## Exercise description
Copy the lines below from the line with "Task: annotation of the city" to the line with "Query: city skyline", including both of those lines, and nothing else.

## BEGIN

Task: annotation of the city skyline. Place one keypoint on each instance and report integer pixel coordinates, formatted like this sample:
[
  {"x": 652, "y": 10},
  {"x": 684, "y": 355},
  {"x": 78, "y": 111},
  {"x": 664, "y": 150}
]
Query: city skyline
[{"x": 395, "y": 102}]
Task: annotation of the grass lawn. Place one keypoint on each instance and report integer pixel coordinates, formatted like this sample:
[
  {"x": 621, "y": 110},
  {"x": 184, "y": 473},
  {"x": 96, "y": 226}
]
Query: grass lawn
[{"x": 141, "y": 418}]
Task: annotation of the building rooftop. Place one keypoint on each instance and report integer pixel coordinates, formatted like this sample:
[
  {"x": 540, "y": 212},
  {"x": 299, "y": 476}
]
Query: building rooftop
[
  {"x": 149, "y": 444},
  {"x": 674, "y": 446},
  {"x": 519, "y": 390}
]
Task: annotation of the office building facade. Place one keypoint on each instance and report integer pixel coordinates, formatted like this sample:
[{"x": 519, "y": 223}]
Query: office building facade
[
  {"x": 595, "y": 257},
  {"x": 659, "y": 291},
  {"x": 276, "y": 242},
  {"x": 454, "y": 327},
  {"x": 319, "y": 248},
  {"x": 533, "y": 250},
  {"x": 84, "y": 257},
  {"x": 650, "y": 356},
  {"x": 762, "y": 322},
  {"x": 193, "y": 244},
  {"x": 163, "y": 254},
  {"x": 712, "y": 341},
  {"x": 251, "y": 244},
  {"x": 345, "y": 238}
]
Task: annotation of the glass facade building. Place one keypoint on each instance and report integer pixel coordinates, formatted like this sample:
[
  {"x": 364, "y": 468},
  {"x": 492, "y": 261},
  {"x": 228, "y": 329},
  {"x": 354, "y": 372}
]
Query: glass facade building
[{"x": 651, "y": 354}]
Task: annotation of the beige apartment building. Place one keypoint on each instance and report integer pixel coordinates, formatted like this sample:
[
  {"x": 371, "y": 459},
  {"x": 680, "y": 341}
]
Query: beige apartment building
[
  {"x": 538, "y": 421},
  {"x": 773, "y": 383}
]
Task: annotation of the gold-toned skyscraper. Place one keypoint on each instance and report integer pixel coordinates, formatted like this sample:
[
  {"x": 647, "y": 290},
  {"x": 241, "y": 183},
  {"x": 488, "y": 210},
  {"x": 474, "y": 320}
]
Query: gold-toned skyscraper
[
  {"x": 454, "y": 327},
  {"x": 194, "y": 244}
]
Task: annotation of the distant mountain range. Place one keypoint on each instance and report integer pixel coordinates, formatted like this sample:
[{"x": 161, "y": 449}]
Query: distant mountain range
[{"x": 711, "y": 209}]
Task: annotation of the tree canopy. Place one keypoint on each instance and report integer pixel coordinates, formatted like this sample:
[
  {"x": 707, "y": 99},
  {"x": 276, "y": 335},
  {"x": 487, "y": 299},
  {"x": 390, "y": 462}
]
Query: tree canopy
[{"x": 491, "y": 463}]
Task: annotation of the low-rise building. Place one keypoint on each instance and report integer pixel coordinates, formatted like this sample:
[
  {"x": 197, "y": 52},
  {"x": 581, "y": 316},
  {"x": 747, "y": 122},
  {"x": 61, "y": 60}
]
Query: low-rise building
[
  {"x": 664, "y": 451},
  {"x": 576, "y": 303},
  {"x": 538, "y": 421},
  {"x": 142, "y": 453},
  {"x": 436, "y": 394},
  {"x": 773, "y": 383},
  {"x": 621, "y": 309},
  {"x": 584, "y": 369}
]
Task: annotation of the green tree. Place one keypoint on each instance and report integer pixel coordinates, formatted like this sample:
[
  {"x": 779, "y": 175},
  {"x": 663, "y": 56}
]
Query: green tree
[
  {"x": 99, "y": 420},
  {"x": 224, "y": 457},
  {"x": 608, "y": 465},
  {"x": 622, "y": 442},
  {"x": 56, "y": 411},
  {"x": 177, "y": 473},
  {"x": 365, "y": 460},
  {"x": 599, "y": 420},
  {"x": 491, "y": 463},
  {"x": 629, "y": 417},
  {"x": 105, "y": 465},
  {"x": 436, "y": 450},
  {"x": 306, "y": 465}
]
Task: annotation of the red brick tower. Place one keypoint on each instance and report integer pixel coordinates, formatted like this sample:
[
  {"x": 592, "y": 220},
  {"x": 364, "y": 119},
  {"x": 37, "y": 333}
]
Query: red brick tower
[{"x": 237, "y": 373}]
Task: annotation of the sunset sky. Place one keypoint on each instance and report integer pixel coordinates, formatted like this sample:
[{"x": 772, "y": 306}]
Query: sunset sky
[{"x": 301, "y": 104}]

## END
## BEGIN

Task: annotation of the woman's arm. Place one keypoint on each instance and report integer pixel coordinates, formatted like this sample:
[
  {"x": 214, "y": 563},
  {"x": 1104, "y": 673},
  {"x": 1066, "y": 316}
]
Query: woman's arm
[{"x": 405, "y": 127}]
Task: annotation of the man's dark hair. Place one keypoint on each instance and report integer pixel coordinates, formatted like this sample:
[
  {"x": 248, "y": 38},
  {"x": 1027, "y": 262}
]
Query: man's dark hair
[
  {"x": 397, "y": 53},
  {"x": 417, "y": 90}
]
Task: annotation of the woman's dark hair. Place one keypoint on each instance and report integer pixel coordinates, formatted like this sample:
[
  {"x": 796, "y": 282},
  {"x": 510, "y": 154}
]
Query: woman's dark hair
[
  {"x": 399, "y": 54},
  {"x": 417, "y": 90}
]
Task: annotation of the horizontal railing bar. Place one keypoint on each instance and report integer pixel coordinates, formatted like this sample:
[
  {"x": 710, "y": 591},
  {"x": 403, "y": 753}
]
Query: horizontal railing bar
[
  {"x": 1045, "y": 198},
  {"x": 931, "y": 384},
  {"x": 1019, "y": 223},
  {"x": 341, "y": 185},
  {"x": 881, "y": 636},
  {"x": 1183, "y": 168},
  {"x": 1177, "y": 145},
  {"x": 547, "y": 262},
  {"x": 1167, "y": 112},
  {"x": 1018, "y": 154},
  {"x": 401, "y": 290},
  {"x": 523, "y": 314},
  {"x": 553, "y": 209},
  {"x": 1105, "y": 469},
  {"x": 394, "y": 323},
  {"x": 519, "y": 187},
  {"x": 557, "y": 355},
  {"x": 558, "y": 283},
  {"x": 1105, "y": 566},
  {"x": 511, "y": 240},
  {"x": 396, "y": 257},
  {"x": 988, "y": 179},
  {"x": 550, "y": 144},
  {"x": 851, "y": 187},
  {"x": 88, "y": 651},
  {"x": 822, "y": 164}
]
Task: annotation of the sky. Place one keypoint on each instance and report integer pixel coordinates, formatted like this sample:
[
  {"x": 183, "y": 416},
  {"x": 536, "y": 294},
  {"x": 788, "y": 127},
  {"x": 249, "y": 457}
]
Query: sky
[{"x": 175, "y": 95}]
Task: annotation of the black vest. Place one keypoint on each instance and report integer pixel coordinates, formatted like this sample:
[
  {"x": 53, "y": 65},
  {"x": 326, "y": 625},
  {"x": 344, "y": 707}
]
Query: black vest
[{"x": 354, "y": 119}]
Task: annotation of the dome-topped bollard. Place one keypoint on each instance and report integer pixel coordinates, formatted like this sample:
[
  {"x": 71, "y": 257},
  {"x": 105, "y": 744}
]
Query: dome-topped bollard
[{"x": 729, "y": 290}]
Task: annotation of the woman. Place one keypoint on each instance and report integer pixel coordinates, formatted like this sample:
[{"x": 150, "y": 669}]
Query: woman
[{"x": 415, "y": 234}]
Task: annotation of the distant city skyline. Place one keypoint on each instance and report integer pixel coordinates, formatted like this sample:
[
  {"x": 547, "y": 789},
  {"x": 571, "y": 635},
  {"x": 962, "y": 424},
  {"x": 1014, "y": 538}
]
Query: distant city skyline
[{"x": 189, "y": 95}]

## END

## Solution below
Task: annotation of the city skyline. Place one keypoint on each instance and report integer pixel coordinates, formatted like this sample:
[
  {"x": 652, "y": 10},
  {"x": 684, "y": 355},
  {"x": 78, "y": 111},
  {"x": 664, "y": 150}
]
Query: city skyline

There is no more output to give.